◆ **PROBLEMS AND TASKS**:
• 1. Using the SeqSphere+ instructions below, decide whether each statement agrees with them. Answer yes or no and quote the deciding words.
(a) Only 10,000 entries can be downloaded at once through GISAID's Search download mechanism.
(b) SeqSphere+ uses the FASTA header as the Sample ID for imported GISAID data.
(c) After the file is dropped into Nextclade, the analysis must be started by hand.
• 2. Answer these questions from the SeqSphere+ instructions below:
(a) How long would importing all the GISAID SARS-CoV-2 entries into SeqSphere+ take?
(b) Which button is pressed in the Open Files dialog to import the GISAID data?
(c) Where in Nextclade is the exported multiple FASTA file dropped?
• 3. Extend the SeqSphere+ instructions below, starting right after their last sentence.

◆ **EXTRACT TO READ**:
>>>

As the import of the more than one million GISAID SARS-CoV-2 entries into SeqSphere+ is not feasible due to time constraints (would take several weeks), only the import of a selection of those entries is supported by SeqSphere+.

  • Step 1: Log-in to GISAID, open Search, enter the search criteria of interest, select the those filtered entries by checking the checkbox in the column header, and push the Download button. Please note only 10,000 entries at once can be downloaded via this mechanism. In the upcoming Download dialog download the Sequences (FASTA) file by pushing the Download button. Push the Download button again, select this time the Patient status metadata file, and download the file. Once done, push the Download button again, select this time the Sequencing technology metadata file, and download this file too. The three just downloaded files must not be renamed and moved to a separate directory.
  • Step 2: To import the data from the just downloaded three files elicit the menu function File | Open File(s), select the Sequences (FASTA) file, and press the Open button. In the upcoming Open Files dialog press the GISAID button, and select in the next upcoming Choose Project dialog the project in that the data should be imported. The EPI_ISL_yxz number will be used as Sample ID and the FASTA header (virus name) will be stored as Alias ID. Once the import process is finished a Imported from GISAID Download dialog opens that optionally allows to load the just imported samples in the Navigation Tree.


For visualization of own data in a global phylogenetic context the sequence analysis webapp Nextclade of Nextstrain can be used.

  • Step 1: In SeqSphere+ invoke the menu function File | Export Sample Contig/SPEC Files ... . In the upcoming dialog select on top the to be exported samples. Furthermore, in the General Options dialog section choose for Export for selected samples the multiple fasta file containing all samples option. Press the OK button and choose the directory where to save the multiple fasta file.
  • Step 2: Open Nextclade in a browser. Drag and drop the just exported multiple FASTA file in the Nextclade Sequences box. Next the analysis starts automatically. Once finished analysis results can be among others downloaded that include among others QC data, GISAID Clade, Nextstrain Clade, and/or the sequence data can be visualized in a tree.

<<<

◆ **DATASET EXTRACT**:
>>>

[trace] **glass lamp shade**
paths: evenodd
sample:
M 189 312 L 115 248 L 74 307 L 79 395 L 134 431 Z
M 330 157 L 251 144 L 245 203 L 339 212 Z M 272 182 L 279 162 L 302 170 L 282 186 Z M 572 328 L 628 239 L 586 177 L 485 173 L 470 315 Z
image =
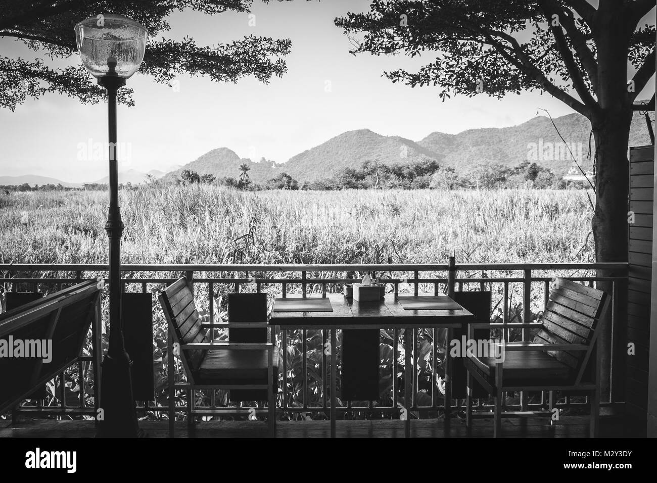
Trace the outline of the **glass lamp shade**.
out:
M 98 15 L 82 20 L 75 30 L 80 57 L 94 77 L 127 79 L 139 68 L 148 34 L 141 24 L 120 15 Z

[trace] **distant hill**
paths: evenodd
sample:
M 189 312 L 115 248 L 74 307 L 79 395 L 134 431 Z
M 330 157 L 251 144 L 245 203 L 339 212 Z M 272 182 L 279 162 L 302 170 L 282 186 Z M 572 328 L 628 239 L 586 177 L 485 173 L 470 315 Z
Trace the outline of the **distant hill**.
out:
M 79 188 L 82 186 L 82 184 L 79 183 L 66 183 L 56 178 L 48 177 L 47 176 L 39 176 L 34 174 L 26 174 L 22 176 L 0 176 L 0 185 L 20 185 L 26 183 L 33 187 L 35 185 L 39 185 L 39 186 L 43 185 L 61 185 L 66 188 Z
M 251 168 L 248 172 L 249 177 L 256 183 L 266 181 L 281 172 L 281 170 L 279 169 L 281 165 L 273 161 L 262 159 L 260 162 L 254 162 L 248 158 L 240 158 L 235 151 L 228 148 L 218 148 L 206 152 L 182 168 L 168 173 L 163 179 L 166 181 L 175 177 L 179 178 L 183 170 L 191 170 L 198 174 L 214 174 L 217 178 L 237 179 L 239 177 L 240 165 L 242 163 L 246 163 Z
M 312 181 L 332 176 L 344 168 L 357 168 L 366 160 L 405 164 L 422 157 L 441 161 L 443 156 L 410 139 L 359 129 L 343 133 L 290 158 L 281 169 L 299 181 Z
M 582 169 L 585 171 L 591 169 L 591 162 L 587 159 L 591 133 L 589 121 L 578 114 L 562 116 L 554 120 L 573 154 L 579 159 Z M 635 112 L 629 145 L 644 146 L 650 143 L 645 120 L 638 112 Z M 592 148 L 594 144 L 591 139 Z M 176 177 L 179 178 L 183 170 L 187 169 L 202 175 L 212 174 L 217 178 L 237 179 L 240 175 L 240 165 L 246 163 L 250 168 L 249 177 L 256 183 L 264 183 L 282 172 L 303 183 L 334 176 L 345 168 L 357 168 L 367 160 L 378 160 L 382 164 L 390 165 L 412 163 L 422 158 L 429 158 L 435 159 L 441 165 L 453 167 L 461 175 L 466 175 L 481 164 L 515 166 L 529 160 L 562 176 L 572 164 L 569 151 L 564 148 L 564 143 L 550 119 L 537 116 L 522 124 L 508 127 L 468 129 L 458 134 L 433 132 L 417 142 L 399 136 L 383 136 L 367 129 L 349 131 L 299 153 L 284 163 L 277 163 L 264 158 L 259 162 L 254 162 L 240 158 L 228 148 L 218 148 L 184 166 L 170 166 L 164 172 L 152 170 L 148 174 L 165 181 L 172 181 Z M 594 154 L 591 152 L 591 159 Z M 139 184 L 146 180 L 147 174 L 129 170 L 119 173 L 119 182 Z M 107 177 L 104 177 L 95 182 L 104 184 L 107 181 Z M 0 176 L 0 184 L 24 183 L 31 185 L 60 183 L 66 187 L 81 185 L 43 176 Z
M 158 170 L 151 170 L 148 173 L 142 173 L 141 171 L 137 171 L 137 170 L 120 171 L 119 172 L 119 183 L 125 184 L 126 183 L 130 183 L 133 185 L 139 185 L 142 183 L 145 183 L 147 181 L 147 175 L 149 174 L 157 179 L 161 178 L 166 173 Z M 93 183 L 99 185 L 105 185 L 109 183 L 109 181 L 110 177 L 104 176 L 100 179 L 97 179 Z
M 592 163 L 587 158 L 591 132 L 589 121 L 578 114 L 562 116 L 554 120 L 582 169 L 591 169 Z M 629 145 L 648 144 L 650 137 L 645 121 L 639 112 L 635 112 Z M 592 148 L 593 145 L 591 139 Z M 591 159 L 593 154 L 591 152 Z M 193 170 L 199 174 L 214 174 L 217 177 L 237 178 L 239 176 L 239 166 L 246 163 L 251 168 L 249 175 L 253 181 L 262 183 L 286 172 L 303 182 L 330 177 L 345 168 L 358 167 L 368 160 L 392 164 L 411 163 L 422 158 L 435 159 L 440 164 L 452 166 L 461 174 L 467 174 L 481 164 L 514 166 L 529 160 L 564 175 L 572 164 L 570 152 L 566 149 L 552 122 L 545 116 L 537 116 L 509 127 L 468 129 L 458 134 L 436 131 L 417 142 L 399 136 L 383 136 L 367 129 L 349 131 L 296 154 L 284 163 L 264 159 L 254 162 L 240 158 L 228 148 L 219 148 L 168 173 L 164 179 L 179 177 L 183 169 Z

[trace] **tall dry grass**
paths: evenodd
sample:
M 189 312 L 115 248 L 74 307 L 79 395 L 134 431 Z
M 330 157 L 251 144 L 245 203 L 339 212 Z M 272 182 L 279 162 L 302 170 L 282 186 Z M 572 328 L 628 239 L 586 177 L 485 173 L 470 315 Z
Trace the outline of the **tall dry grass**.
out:
M 124 263 L 592 262 L 581 191 L 121 193 Z M 101 192 L 0 196 L 0 261 L 107 258 Z

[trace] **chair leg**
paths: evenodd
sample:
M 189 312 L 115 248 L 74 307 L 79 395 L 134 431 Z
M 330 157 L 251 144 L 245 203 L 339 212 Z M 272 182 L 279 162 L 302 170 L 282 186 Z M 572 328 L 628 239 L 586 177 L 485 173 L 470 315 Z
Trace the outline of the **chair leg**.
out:
M 493 419 L 493 437 L 499 438 L 502 436 L 502 407 L 504 405 L 504 393 L 497 388 L 495 396 L 495 417 Z
M 267 351 L 267 380 L 269 387 L 267 390 L 267 402 L 269 409 L 269 436 L 271 438 L 276 437 L 276 393 L 274 392 L 276 384 L 275 384 L 274 378 L 278 377 L 278 375 L 274 373 L 273 363 L 273 350 L 269 349 Z
M 553 419 L 553 409 L 555 409 L 555 392 L 549 391 L 547 396 L 547 409 L 550 411 L 550 426 L 554 426 L 555 420 Z
M 472 424 L 472 375 L 468 371 L 465 384 L 465 427 L 470 428 Z
M 495 365 L 495 417 L 493 437 L 499 438 L 502 436 L 502 409 L 504 407 L 504 377 L 503 373 L 503 361 L 497 360 Z
M 591 391 L 591 434 L 598 438 L 600 432 L 600 390 Z
M 194 398 L 196 391 L 193 389 L 187 391 L 187 427 L 193 428 L 196 424 L 192 411 L 194 410 Z
M 175 384 L 175 377 L 173 374 L 175 372 L 175 365 L 173 362 L 173 338 L 171 336 L 171 329 L 169 329 L 168 334 L 168 354 L 167 359 L 168 374 L 167 379 L 169 380 L 169 437 L 173 437 L 173 423 L 175 422 L 175 389 L 173 385 Z

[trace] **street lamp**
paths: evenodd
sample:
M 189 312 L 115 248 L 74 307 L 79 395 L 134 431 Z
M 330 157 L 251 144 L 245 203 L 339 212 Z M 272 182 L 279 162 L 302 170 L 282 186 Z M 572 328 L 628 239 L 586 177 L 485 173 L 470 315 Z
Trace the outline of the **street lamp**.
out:
M 110 155 L 110 208 L 105 231 L 110 241 L 110 340 L 102 361 L 99 407 L 99 436 L 137 437 L 132 396 L 130 357 L 125 351 L 121 324 L 121 235 L 116 161 L 116 91 L 125 85 L 144 58 L 148 30 L 120 15 L 98 15 L 75 27 L 76 41 L 87 70 L 107 91 Z

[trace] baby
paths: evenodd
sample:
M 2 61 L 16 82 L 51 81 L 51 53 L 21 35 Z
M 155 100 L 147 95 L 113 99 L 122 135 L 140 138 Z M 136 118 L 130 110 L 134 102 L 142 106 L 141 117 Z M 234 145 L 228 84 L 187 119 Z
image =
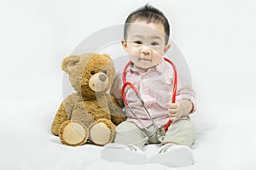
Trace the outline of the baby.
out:
M 164 60 L 164 55 L 171 47 L 169 35 L 167 19 L 152 6 L 147 4 L 128 16 L 124 40 L 121 41 L 131 61 L 125 77 L 140 92 L 154 123 L 147 116 L 133 91 L 127 88 L 126 99 L 140 121 L 125 108 L 127 119 L 117 126 L 114 141 L 105 145 L 102 158 L 109 162 L 130 164 L 151 162 L 168 167 L 194 163 L 190 147 L 195 139 L 195 129 L 189 115 L 196 110 L 195 93 L 178 75 L 177 102 L 171 102 L 173 70 Z M 122 85 L 122 74 L 119 72 L 110 94 L 120 106 L 125 107 L 120 93 Z M 164 132 L 169 119 L 172 123 Z M 145 128 L 151 135 L 145 133 Z M 149 159 L 143 151 L 143 146 L 148 144 L 160 144 L 158 151 Z

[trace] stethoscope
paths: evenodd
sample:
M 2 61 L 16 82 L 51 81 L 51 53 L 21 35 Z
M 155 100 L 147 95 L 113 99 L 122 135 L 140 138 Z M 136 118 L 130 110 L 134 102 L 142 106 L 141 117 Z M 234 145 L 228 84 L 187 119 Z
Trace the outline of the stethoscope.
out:
M 172 103 L 175 103 L 176 101 L 176 91 L 177 91 L 177 68 L 175 66 L 175 65 L 168 59 L 166 58 L 164 58 L 164 60 L 168 62 L 169 64 L 172 65 L 172 69 L 173 69 L 173 89 L 172 89 Z M 146 114 L 147 114 L 147 116 L 148 118 L 148 120 L 150 120 L 152 122 L 152 124 L 153 126 L 154 127 L 155 130 L 154 133 L 150 133 L 149 130 L 147 128 L 143 128 L 142 130 L 146 133 L 146 135 L 148 135 L 148 137 L 152 137 L 153 135 L 154 135 L 155 133 L 157 133 L 158 132 L 158 128 L 157 126 L 155 125 L 154 120 L 152 119 L 146 105 L 145 105 L 145 102 L 143 101 L 139 91 L 135 88 L 135 86 L 130 82 L 126 82 L 126 70 L 128 68 L 128 66 L 132 64 L 131 61 L 129 61 L 124 67 L 124 70 L 123 70 L 123 75 L 122 75 L 122 79 L 123 79 L 123 87 L 122 87 L 122 89 L 121 89 L 121 94 L 122 94 L 122 98 L 123 98 L 123 100 L 124 100 L 124 103 L 125 103 L 125 105 L 126 108 L 128 108 L 131 112 L 132 113 L 132 115 L 137 119 L 138 122 L 141 123 L 141 125 L 143 125 L 143 122 L 142 121 L 140 120 L 140 118 L 137 116 L 137 115 L 135 113 L 134 110 L 132 109 L 132 107 L 131 106 L 131 105 L 127 102 L 127 99 L 125 98 L 125 88 L 126 86 L 130 86 L 132 90 L 135 92 L 137 97 L 138 98 L 138 99 L 140 100 L 140 102 L 142 103 L 145 111 L 146 111 Z M 172 123 L 172 121 L 169 120 L 168 122 L 166 123 L 166 125 L 165 126 L 164 128 L 164 132 L 166 132 L 168 130 L 168 128 L 169 126 L 171 125 Z

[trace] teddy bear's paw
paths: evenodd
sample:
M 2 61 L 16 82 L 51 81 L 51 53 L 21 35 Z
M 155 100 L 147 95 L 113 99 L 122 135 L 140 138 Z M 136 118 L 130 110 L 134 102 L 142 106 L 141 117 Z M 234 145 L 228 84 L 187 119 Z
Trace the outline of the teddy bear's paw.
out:
M 104 122 L 97 122 L 90 129 L 90 139 L 97 145 L 104 145 L 112 142 L 113 137 L 113 129 Z
M 88 128 L 73 120 L 64 122 L 59 132 L 62 144 L 72 146 L 82 145 L 87 141 L 88 136 Z

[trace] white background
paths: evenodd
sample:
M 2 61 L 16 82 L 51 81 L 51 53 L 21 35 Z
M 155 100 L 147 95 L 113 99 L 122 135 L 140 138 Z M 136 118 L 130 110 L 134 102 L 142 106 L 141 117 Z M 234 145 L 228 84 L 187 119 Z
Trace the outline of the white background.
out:
M 63 99 L 63 58 L 96 31 L 124 24 L 146 3 L 167 16 L 172 39 L 189 65 L 199 105 L 193 117 L 200 132 L 211 133 L 202 147 L 218 150 L 206 151 L 202 160 L 222 167 L 226 162 L 218 155 L 228 153 L 225 167 L 255 167 L 253 0 L 1 1 L 0 145 L 34 133 L 51 135 Z

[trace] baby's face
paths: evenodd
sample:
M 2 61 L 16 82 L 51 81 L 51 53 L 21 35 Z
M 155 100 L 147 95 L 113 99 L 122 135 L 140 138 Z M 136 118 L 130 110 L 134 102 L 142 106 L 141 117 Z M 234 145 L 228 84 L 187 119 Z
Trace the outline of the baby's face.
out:
M 122 41 L 122 45 L 135 66 L 147 71 L 162 61 L 162 56 L 170 48 L 165 42 L 162 25 L 135 21 L 129 26 L 126 41 Z

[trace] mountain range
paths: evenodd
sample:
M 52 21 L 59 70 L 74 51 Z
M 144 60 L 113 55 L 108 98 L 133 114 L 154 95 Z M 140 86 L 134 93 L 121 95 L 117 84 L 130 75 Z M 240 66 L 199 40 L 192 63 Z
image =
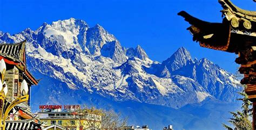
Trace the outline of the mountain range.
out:
M 184 47 L 160 63 L 139 45 L 122 46 L 100 25 L 72 18 L 12 35 L 0 31 L 0 43 L 24 40 L 28 68 L 42 78 L 31 88 L 35 111 L 42 104 L 86 104 L 154 129 L 221 129 L 228 111 L 239 109 L 243 88 L 236 77 L 206 59 L 193 59 Z

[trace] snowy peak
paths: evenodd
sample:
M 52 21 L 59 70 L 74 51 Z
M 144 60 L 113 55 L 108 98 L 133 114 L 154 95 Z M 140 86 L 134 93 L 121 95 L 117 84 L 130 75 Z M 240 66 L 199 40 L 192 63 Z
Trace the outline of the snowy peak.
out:
M 123 52 L 121 45 L 117 41 L 104 44 L 100 50 L 100 53 L 102 56 L 110 57 L 117 63 L 122 63 L 126 61 L 126 57 Z
M 117 41 L 113 35 L 98 24 L 88 29 L 86 39 L 86 47 L 91 54 L 95 55 L 100 55 L 100 49 L 106 43 Z
M 129 57 L 134 57 L 142 60 L 146 60 L 149 58 L 145 50 L 139 45 L 138 45 L 135 49 L 133 48 L 129 48 L 126 50 L 126 55 Z
M 184 47 L 181 47 L 170 57 L 163 61 L 162 64 L 166 66 L 169 71 L 173 71 L 192 62 L 190 52 Z

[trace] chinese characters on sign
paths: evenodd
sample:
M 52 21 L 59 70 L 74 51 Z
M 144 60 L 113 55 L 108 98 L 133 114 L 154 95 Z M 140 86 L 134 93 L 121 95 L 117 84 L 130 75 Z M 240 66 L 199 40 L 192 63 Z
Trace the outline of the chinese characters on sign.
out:
M 62 107 L 63 106 L 63 107 Z M 39 105 L 39 109 L 78 109 L 79 105 Z

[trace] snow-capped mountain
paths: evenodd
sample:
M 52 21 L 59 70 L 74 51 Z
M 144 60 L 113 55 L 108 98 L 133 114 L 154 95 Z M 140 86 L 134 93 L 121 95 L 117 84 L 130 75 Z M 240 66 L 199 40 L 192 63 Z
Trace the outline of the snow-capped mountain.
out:
M 192 60 L 184 47 L 160 63 L 150 60 L 140 46 L 122 47 L 102 26 L 90 27 L 81 20 L 44 23 L 35 31 L 28 28 L 12 36 L 0 33 L 0 42 L 25 39 L 32 73 L 116 101 L 178 109 L 207 97 L 232 102 L 237 97 L 233 93 L 241 89 L 231 74 L 207 59 Z

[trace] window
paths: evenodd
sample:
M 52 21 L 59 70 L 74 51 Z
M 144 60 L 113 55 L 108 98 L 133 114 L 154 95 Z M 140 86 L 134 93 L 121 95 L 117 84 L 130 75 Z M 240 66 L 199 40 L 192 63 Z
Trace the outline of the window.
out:
M 18 96 L 18 79 L 14 79 L 14 96 L 17 97 Z
M 62 125 L 62 120 L 58 121 L 58 124 L 59 125 Z
M 49 117 L 54 117 L 55 114 L 49 114 L 48 115 Z
M 51 125 L 56 124 L 56 120 L 51 120 Z
M 75 120 L 70 120 L 70 124 L 72 125 L 74 125 L 75 124 Z

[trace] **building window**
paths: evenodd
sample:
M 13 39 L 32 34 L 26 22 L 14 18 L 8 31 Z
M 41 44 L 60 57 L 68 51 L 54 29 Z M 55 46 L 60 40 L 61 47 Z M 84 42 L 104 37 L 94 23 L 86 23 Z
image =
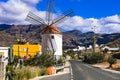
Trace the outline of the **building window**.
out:
M 54 39 L 54 35 L 51 36 L 51 39 Z

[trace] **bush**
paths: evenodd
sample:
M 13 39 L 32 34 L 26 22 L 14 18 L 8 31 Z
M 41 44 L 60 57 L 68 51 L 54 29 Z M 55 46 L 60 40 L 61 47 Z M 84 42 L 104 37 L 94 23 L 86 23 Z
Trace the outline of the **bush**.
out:
M 104 57 L 103 54 L 100 53 L 86 53 L 84 55 L 84 62 L 89 63 L 89 64 L 95 64 L 95 63 L 100 63 L 103 62 Z
M 117 59 L 114 58 L 114 57 L 112 57 L 112 56 L 110 56 L 110 57 L 108 58 L 107 62 L 110 64 L 110 67 L 111 67 L 112 64 L 117 63 Z

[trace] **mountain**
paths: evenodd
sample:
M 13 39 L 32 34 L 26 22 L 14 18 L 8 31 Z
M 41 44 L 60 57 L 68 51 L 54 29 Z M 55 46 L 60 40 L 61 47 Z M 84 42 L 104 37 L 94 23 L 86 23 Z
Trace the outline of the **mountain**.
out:
M 31 43 L 41 43 L 41 30 L 43 25 L 0 25 L 0 46 L 11 46 L 17 39 L 23 38 Z M 63 31 L 61 29 L 61 31 Z M 79 30 L 63 31 L 63 49 L 74 48 L 78 45 L 89 46 L 93 44 L 94 32 L 82 33 Z M 120 33 L 95 34 L 97 44 L 112 45 L 117 43 Z M 112 43 L 113 42 L 113 43 Z M 119 44 L 120 46 L 120 44 Z

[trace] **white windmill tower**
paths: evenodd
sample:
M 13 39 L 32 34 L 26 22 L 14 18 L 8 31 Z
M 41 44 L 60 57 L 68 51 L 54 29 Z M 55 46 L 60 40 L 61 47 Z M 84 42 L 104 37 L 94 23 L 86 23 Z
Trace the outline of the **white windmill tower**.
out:
M 73 15 L 73 11 L 70 9 L 52 20 L 52 9 L 53 1 L 50 0 L 47 4 L 46 10 L 47 23 L 32 12 L 28 13 L 26 21 L 44 26 L 40 32 L 42 34 L 42 53 L 50 51 L 58 57 L 62 55 L 62 32 L 55 26 L 55 24 L 61 23 L 71 17 Z

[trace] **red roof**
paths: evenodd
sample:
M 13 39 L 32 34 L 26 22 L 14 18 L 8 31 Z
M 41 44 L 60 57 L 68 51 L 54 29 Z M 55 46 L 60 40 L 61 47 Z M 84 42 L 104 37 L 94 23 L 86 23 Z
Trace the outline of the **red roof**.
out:
M 47 26 L 42 32 L 42 34 L 51 34 L 51 33 L 61 34 L 61 31 L 55 26 L 55 24 L 52 24 Z

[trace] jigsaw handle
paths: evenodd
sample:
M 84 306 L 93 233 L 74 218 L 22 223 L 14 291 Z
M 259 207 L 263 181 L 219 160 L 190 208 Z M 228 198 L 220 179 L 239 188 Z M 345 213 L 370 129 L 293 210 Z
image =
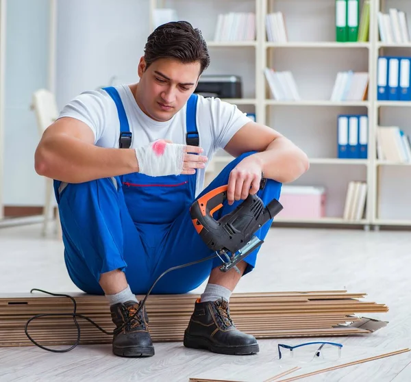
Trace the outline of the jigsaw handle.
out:
M 195 201 L 190 208 L 192 224 L 212 251 L 232 253 L 243 247 L 256 231 L 283 208 L 276 199 L 264 207 L 257 194 L 249 194 L 235 209 L 216 220 L 212 215 L 227 199 L 227 185 L 218 187 Z
M 194 218 L 200 216 L 212 218 L 213 214 L 223 207 L 223 203 L 227 199 L 227 184 L 221 186 L 199 198 L 190 209 L 191 216 Z

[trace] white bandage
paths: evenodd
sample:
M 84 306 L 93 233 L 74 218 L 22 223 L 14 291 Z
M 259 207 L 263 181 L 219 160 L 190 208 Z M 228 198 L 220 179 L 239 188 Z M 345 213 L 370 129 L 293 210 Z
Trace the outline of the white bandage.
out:
M 178 175 L 183 170 L 184 145 L 158 140 L 136 149 L 139 173 L 151 177 Z

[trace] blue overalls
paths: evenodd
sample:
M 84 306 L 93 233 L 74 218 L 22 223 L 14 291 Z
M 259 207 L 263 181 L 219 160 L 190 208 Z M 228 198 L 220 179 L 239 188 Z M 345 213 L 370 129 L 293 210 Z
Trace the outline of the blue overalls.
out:
M 121 98 L 115 88 L 105 90 L 116 105 L 120 129 L 127 137 L 129 124 Z M 193 94 L 187 103 L 187 144 L 198 137 L 196 110 L 197 95 Z M 198 197 L 227 184 L 231 170 L 252 153 L 246 153 L 227 164 Z M 99 284 L 101 274 L 121 269 L 132 292 L 144 294 L 169 268 L 212 255 L 190 216 L 195 185 L 196 175 L 149 177 L 138 173 L 81 183 L 54 181 L 64 261 L 73 283 L 87 293 L 103 294 Z M 280 190 L 281 183 L 269 179 L 258 195 L 266 205 L 273 198 L 279 199 Z M 225 203 L 214 218 L 225 215 L 238 203 Z M 271 224 L 267 222 L 256 233 L 260 239 L 265 238 Z M 254 268 L 258 250 L 245 258 L 248 266 L 245 274 Z M 186 293 L 221 265 L 216 257 L 173 270 L 160 279 L 152 293 Z

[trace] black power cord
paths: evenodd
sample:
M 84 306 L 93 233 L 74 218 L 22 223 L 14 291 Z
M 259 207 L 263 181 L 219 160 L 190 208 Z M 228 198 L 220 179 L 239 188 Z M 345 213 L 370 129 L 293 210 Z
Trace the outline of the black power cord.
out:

<<<

◆ **RESULTS IN ORDER**:
• 1.
(a) Yes: "Please note only 10,000 entries at once can be downloaded via this mechanism."
(b) No: "The EPI_ISL_yxz number will be used as Sample ID and the FASTA header (virus name) will be stored as Alias ID."
(c) No: "Next the analysis starts automatically."

• 2.
(a) Several weeks.
(b) The GISAID button.
(c) In the Nextclade Sequences box.

• 3.
Import of Genome-wide Consensus Assembly FASTA Files

Genome-wide consensus assembly FASTA files can be imported either via a pipeline (not using the assembly option) or via the Process Assembled Genome Data interactive option. Various genomes in a multiple-FASTA file cannot directly be processed (except those files from GISAID, see above). A multiple-FASTA file must be split into one FASTA file per sample/genome before it can be processed. Therefore, invoke the command Tools | Other Utilities | Split Multiple FASTA File into FASTA Files to perform such an operation before analyzing the resulting FASTA files.

Publication Ready Trees with Bootstrap

For producing publication ready trees with bootstrap support it is recommended to export from SeqSphere+ the FASTA genome-wide consensus assembly files (invoke the menu function File | Export Sample Contig/SPEC Files ...). Next perform with those files a multiple alignment using MAFFT. From the multiple alignment file produce with IQ-TREE 2 a maximum likelihood tree. Finally, use a tool like FigTree to visualize the tree. Use similar or identical tool parameters as the authors of the PANGO lineage publication did. All three tools are free to use and all main operating systems are supported.

Evaluation Data

The example data archive SeqSphere_Examples_SARS-CoV-2_ARTICV3.zip (4.3 MB) can be downloaded for evaluation of the installation. Extract the zip-file on your computer. This evaluation data folder contains downsampled SRA Illumina paired-end FASTQ files of three SARS-CoV-2 samples. The data were produced using the ARTIC v3 tiled amplicon protocol. The PANGO lineage assignment should result in B.1.356, B.1.167, and B.1.1.7 for the three samples, respectively. Due to downsampling the coverage values are flagged in red.